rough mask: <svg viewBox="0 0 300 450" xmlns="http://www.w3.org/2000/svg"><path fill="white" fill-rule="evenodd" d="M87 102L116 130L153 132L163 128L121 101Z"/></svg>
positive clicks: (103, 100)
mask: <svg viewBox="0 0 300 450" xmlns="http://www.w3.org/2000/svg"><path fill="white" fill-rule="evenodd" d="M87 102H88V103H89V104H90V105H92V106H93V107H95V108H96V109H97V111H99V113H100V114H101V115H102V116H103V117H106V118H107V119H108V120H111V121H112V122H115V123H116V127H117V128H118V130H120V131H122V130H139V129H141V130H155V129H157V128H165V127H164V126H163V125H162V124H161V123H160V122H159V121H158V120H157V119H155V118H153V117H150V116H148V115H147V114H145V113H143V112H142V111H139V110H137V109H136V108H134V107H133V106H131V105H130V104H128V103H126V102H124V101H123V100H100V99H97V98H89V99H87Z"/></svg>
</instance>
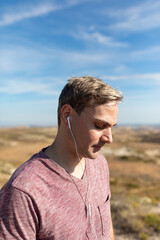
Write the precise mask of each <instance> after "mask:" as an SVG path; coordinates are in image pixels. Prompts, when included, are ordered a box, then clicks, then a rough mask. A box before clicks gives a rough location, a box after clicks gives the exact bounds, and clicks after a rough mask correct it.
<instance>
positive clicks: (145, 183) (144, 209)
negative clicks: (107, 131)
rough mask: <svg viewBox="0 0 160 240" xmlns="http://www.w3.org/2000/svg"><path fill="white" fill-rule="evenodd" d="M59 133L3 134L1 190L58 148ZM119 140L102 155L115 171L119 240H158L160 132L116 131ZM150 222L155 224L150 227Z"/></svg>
mask: <svg viewBox="0 0 160 240" xmlns="http://www.w3.org/2000/svg"><path fill="white" fill-rule="evenodd" d="M56 131H57V129H56V128H25V127H19V128H8V129H0V188H1V187H2V186H3V185H4V184H5V182H6V181H7V180H8V179H9V177H10V176H11V174H12V173H13V172H14V170H15V169H16V168H17V167H18V166H19V165H20V164H21V163H23V162H25V161H26V160H28V159H29V158H30V157H31V156H32V155H33V154H34V153H36V152H38V151H40V150H41V149H42V148H43V147H46V146H48V145H49V144H51V143H52V141H53V139H54V137H55V136H56ZM113 139H114V143H113V144H111V145H108V146H106V147H104V148H103V150H102V153H103V154H104V155H105V157H106V158H107V160H108V163H109V168H110V183H111V191H112V200H111V206H112V215H113V222H114V227H115V233H116V240H122V239H123V240H128V239H131V240H132V239H135V240H158V239H160V128H155V127H152V128H149V127H143V128H142V127H141V128H131V127H116V128H115V129H113ZM117 209H118V210H117ZM151 214H152V215H151ZM157 214H159V215H157ZM158 216H159V218H158ZM149 217H152V219H153V220H152V221H151V222H149V223H148V219H149ZM154 217H155V220H154ZM157 219H158V220H157ZM152 222H154V224H152ZM123 223H124V224H123Z"/></svg>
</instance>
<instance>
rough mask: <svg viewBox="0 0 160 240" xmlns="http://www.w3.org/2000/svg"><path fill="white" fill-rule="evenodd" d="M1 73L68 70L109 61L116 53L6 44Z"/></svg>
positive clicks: (19, 72)
mask: <svg viewBox="0 0 160 240" xmlns="http://www.w3.org/2000/svg"><path fill="white" fill-rule="evenodd" d="M0 52H1V54H0V73H1V74H2V73H5V74H6V73H26V74H28V73H29V74H31V73H34V74H35V73H36V74H39V73H42V72H43V71H44V70H46V69H47V71H49V70H51V71H52V70H53V67H54V68H55V69H56V68H59V67H60V66H63V70H64V71H65V69H68V71H70V70H73V69H74V68H77V67H78V68H79V67H82V66H85V67H86V66H89V65H91V64H102V63H104V62H105V63H108V62H110V61H111V60H113V59H114V54H109V53H108V54H106V53H105V52H102V51H99V52H97V51H96V50H95V51H88V50H85V51H68V50H61V49H54V48H53V49H52V48H47V47H46V46H42V45H40V46H36V47H35V48H33V47H25V46H14V47H10V46H5V47H3V48H0ZM52 72H53V71H52Z"/></svg>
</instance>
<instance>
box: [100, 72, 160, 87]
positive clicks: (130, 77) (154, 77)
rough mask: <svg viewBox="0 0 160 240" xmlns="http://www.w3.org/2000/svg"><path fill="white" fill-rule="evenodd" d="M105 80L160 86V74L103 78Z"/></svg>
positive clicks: (105, 77)
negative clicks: (122, 81) (133, 82)
mask: <svg viewBox="0 0 160 240" xmlns="http://www.w3.org/2000/svg"><path fill="white" fill-rule="evenodd" d="M103 79H104V80H111V81H134V82H136V83H139V84H141V83H144V84H147V81H149V83H150V84H154V85H160V73H146V74H132V75H122V76H107V75H105V76H103Z"/></svg>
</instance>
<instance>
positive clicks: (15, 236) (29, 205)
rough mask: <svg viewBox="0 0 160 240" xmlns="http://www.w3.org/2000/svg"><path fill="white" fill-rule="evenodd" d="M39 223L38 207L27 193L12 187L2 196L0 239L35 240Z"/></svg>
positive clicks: (1, 194)
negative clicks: (37, 212) (36, 206)
mask: <svg viewBox="0 0 160 240" xmlns="http://www.w3.org/2000/svg"><path fill="white" fill-rule="evenodd" d="M38 227H39V221H38V214H37V209H36V205H35V204H34V201H33V200H32V199H31V197H30V196H29V195H28V194H26V193H25V192H23V191H21V190H19V189H17V188H14V187H11V188H9V189H8V190H6V189H4V191H3V192H2V193H1V196H0V239H1V240H3V239H5V240H14V239H18V240H22V239H23V240H31V239H32V240H35V239H36V233H37V231H38Z"/></svg>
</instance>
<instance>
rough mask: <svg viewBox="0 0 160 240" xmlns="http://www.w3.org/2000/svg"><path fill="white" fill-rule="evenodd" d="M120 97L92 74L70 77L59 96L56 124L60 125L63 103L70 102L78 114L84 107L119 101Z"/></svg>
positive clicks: (120, 95)
mask: <svg viewBox="0 0 160 240" xmlns="http://www.w3.org/2000/svg"><path fill="white" fill-rule="evenodd" d="M122 99H123V95H122V93H121V92H119V91H117V90H115V89H114V88H112V87H111V86H109V85H107V84H106V83H104V82H103V81H102V80H100V79H98V78H95V77H92V76H84V77H73V78H70V79H69V80H68V83H67V84H66V85H65V86H64V88H63V90H62V92H61V94H60V96H59V104H58V125H60V114H61V108H62V107H63V105H65V104H70V105H71V107H72V108H73V109H74V110H75V111H76V112H77V113H78V114H80V113H81V112H82V110H83V109H84V108H85V107H90V106H93V105H100V104H104V103H109V102H112V101H116V102H120V101H121V100H122Z"/></svg>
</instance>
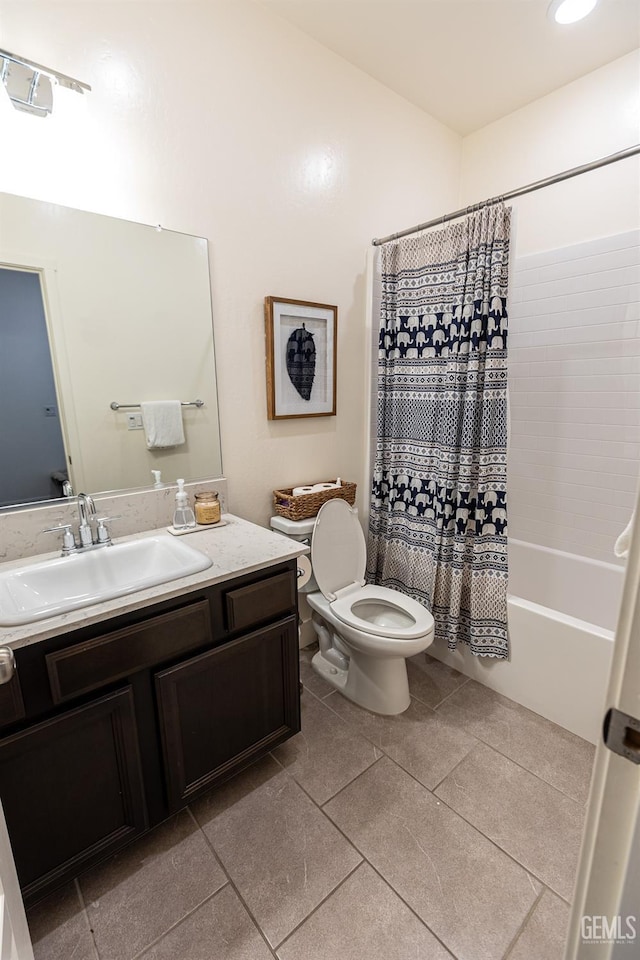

****************************************

[Problem description] Please arrange the lines from the beginning of the data through the line that contains "positive clicks: (103, 100)" as a JSON list of strings, one string per line, with blank lines left out.

[Task result]
[
  "rough mask: <svg viewBox=\"0 0 300 450\" xmlns=\"http://www.w3.org/2000/svg\"><path fill=\"white\" fill-rule=\"evenodd\" d=\"M87 102L116 130L153 132L163 128L121 101Z\"/></svg>",
  "positive clicks: (103, 100)"
]